:: Teks Sumber ::

Jawab, “Bagi seorang muslim yang telah belajar Islam dengan benar akan mengetahui bahwa banyaknya perselisihan dan golongan ini telah diberitakan oleh Rasulullah shallallahu 'alaihi wa sallam sejak berabad-abad yang lalu, Beliau pun telah memberitahukan jalan keluar kepada umatnya yang hidup sepeninggalnya nanti tentang sikap yang harus dilakukan seorang muslim jika menemukan zaman yang di sana terjadi banyak perselisihan agar tidak tersesat. Beliau shallallahu 'alaihi wa sallam bersabda,
سَتَرَوْنَ مِنْ بَعْدِي اخْتِلَافًا شَدِيدًا فَعَلَيْكُمْ بِسُنَّتِي وَسُنَّةِ الْخُلَفَاءِ الرَّاشِدِينَ الْمَهْدِيِّينَ
“Nanti kamu akan melihat sepeninggalku perselisihan yang dahsyat, maka peganglah Sunnahku dan sunnah para khalifah yang lurus lagi mendapatkan petunjuk.” (Shahih, HR. Ibnu Majah)
Hadits ini menunjukkan bahwa kita harus berpegang kepada Sunnah Rasulullah shallallahu 'alaihi wa sallam dan sunnah para khalifah yang lurus setelah Beliau yang mewakili para sahabat keseluruhan. Sunnah Rasulullah shallallahu 'alaihi wa sallam dan sunnah para sahabat merupakan tolok ukur benar tidaknya akidah, pemahaman, dan ibadah kita di zaman banyaknya perselisihan seperti sekarang, jika akidah, ibadah, dan pemahaman kita sama seperti mereka berarti kita sudah benar dalam memahami Islam.

:::

Terapkan Bacaan.
1) Jawab pertanyaan berikut berdasarkan teks tentang perselisihan umat.
(a) Siapa yang meriwayatkan hadits yang dikutip?
(b) Apa yang disebut sebagai tolok ukur benar tidaknya akidah, pemahaman, dan ibadah?
(c) Para khalifah yang lurus setelah Rasulullah mewakili siapa?
2) Salin dari teks tentang perselisihan umat bagian yang dimulai dengan "Hadits ini menunjukkan" dan berlanjut sampai "dalam memahami Islam.".
Gunakan hanya teks tentang perselisihan umat sebagai sumber.

:: Cuplikan Data ::

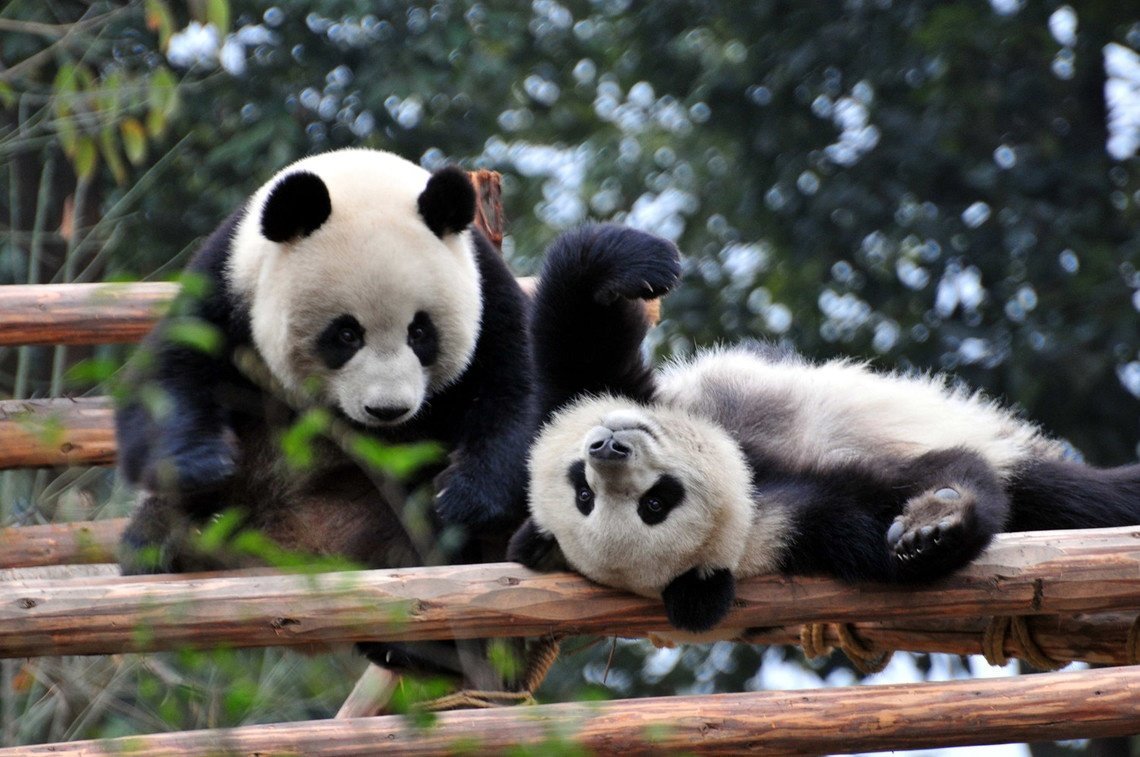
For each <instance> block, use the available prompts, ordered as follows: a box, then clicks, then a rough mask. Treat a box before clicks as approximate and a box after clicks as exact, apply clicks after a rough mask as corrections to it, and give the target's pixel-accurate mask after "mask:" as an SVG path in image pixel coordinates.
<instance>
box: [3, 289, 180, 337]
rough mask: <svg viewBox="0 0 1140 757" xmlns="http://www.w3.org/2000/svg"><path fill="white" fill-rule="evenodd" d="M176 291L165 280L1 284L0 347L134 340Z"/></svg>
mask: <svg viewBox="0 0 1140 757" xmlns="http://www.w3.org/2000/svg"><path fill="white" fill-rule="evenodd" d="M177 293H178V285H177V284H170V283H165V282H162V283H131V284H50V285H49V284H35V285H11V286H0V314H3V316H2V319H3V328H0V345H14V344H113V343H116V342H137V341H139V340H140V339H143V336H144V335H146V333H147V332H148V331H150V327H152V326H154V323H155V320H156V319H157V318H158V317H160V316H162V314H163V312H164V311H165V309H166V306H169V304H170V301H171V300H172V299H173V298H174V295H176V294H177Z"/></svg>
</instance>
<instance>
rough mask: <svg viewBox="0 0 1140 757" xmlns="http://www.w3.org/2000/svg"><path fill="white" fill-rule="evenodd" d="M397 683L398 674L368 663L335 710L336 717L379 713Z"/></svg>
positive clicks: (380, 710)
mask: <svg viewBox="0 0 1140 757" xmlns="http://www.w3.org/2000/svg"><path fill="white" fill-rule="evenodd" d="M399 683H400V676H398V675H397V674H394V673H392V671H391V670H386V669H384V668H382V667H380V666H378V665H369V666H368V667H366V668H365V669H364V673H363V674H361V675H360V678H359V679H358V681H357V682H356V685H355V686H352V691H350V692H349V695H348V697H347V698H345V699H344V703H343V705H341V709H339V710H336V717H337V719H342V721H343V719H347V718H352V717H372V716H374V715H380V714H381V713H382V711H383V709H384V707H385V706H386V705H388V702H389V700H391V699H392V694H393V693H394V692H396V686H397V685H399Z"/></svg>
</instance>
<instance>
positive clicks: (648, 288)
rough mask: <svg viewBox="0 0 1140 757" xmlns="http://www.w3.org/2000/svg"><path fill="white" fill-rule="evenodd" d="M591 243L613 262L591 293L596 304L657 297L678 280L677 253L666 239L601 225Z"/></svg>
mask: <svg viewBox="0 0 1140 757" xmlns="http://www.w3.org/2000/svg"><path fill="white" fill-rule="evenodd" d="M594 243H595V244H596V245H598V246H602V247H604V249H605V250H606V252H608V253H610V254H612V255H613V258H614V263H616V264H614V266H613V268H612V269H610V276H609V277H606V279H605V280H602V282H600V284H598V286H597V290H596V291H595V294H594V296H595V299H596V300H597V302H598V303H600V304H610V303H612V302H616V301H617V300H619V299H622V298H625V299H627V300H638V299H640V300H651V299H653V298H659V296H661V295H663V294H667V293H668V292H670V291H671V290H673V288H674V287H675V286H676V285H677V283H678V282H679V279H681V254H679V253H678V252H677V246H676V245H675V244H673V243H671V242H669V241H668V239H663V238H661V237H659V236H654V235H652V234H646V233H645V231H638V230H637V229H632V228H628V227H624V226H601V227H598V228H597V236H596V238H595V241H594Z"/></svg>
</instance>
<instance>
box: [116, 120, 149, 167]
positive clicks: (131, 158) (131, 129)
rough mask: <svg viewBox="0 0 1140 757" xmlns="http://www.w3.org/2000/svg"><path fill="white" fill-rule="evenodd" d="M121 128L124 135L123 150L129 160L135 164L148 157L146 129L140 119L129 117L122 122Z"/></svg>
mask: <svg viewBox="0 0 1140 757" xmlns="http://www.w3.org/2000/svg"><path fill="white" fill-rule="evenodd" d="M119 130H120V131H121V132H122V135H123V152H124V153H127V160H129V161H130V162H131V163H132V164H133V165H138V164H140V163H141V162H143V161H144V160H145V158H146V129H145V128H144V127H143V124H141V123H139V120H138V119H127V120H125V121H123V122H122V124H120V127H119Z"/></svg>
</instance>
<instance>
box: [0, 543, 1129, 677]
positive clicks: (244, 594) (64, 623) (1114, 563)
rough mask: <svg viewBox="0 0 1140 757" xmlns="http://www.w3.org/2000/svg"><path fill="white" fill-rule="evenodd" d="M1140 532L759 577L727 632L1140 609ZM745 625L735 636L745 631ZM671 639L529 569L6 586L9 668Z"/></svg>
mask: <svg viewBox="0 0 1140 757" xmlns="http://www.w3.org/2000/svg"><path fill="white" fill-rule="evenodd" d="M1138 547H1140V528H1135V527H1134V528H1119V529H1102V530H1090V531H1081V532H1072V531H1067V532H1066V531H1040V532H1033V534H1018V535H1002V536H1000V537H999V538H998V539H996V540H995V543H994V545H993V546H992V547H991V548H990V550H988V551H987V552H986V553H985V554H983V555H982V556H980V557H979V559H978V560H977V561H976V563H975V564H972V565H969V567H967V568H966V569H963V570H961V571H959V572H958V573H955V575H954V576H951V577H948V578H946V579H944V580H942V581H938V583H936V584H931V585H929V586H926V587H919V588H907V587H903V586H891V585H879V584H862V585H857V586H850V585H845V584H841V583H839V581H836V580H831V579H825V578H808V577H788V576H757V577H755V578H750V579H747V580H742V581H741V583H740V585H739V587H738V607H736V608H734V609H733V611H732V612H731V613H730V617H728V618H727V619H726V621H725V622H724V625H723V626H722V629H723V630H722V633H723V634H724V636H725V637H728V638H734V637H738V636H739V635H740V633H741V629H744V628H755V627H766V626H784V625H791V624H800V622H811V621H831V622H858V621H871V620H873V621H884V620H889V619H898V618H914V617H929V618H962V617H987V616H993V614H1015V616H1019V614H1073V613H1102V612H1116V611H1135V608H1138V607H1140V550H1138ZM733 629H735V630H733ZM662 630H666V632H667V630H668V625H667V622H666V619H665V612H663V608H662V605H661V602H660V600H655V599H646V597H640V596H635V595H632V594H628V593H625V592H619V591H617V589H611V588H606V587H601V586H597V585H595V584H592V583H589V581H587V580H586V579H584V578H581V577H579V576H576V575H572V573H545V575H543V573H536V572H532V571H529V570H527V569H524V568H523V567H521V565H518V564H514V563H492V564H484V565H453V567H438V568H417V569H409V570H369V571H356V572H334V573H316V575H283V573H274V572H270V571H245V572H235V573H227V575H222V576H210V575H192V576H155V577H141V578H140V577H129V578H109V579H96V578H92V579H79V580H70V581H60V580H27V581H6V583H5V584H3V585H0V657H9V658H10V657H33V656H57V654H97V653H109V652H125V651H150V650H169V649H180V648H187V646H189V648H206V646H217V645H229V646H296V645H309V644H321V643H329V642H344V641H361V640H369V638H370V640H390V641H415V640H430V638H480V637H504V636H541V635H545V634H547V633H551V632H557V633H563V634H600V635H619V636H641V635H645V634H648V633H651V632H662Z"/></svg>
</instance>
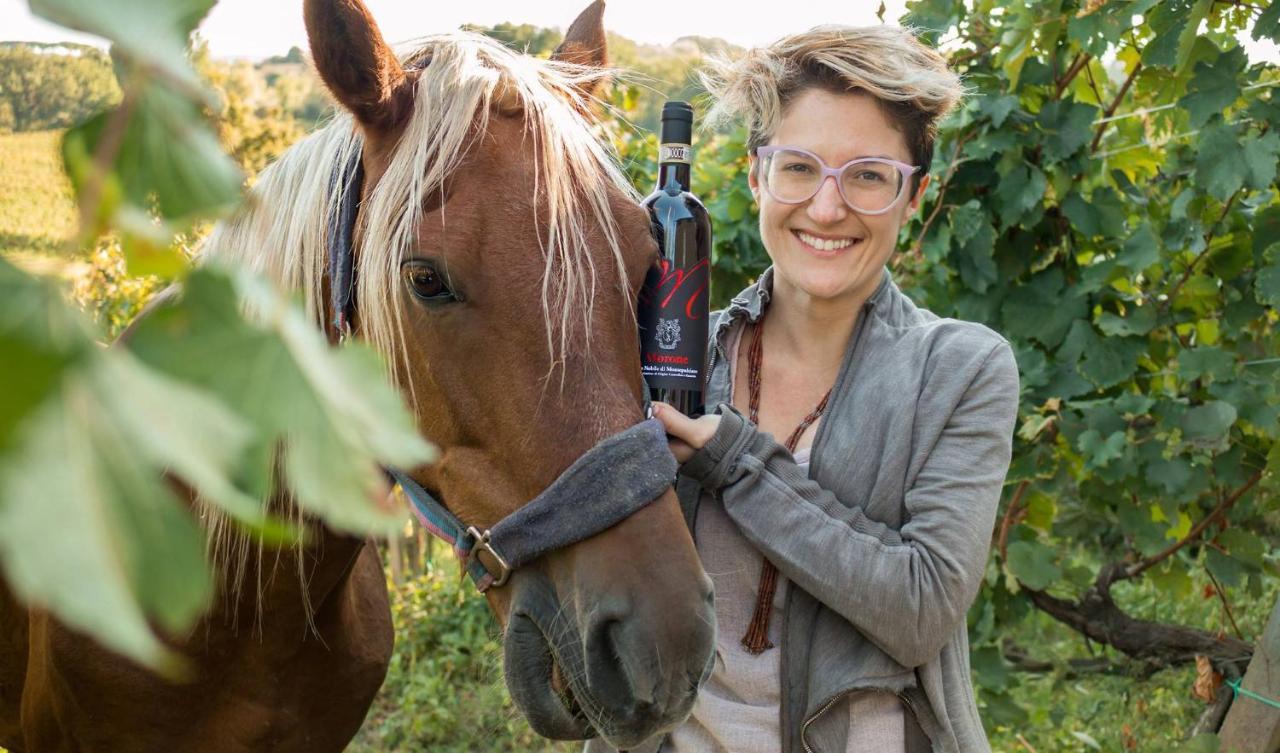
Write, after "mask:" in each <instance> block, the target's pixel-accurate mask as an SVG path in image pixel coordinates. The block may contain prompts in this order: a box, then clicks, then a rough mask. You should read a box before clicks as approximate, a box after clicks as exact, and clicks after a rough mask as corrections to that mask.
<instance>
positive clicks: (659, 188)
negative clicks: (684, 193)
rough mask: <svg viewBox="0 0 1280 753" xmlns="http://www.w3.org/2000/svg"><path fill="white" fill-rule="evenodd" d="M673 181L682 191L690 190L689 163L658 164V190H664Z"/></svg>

:::

Jawaban Per Tugas.
1)
(a) Ibnu Majah.
(b) Sunnah Rasulullah shallallahu 'alaihi wa sallam dan sunnah para sahabat.
(c) Para sahabat keseluruhan.

2)
Hadits ini menunjukkan bahwa kita harus berpegang kepada Sunnah Rasulullah shallallahu 'alaihi wa sallam dan sunnah para khalifah yang lurus setelah Beliau yang mewakili para sahabat keseluruhan. Sunnah Rasulullah shallallahu 'alaihi wa sallam dan sunnah para sahabat merupakan tolok ukur benar tidaknya akidah, pemahaman, dan ibadah kita di zaman banyaknya perselisihan seperti sekarang, jika akidah, ibadah, dan pemahaman kita sama seperti mereka berarti kita sudah benar dalam memahami Islam.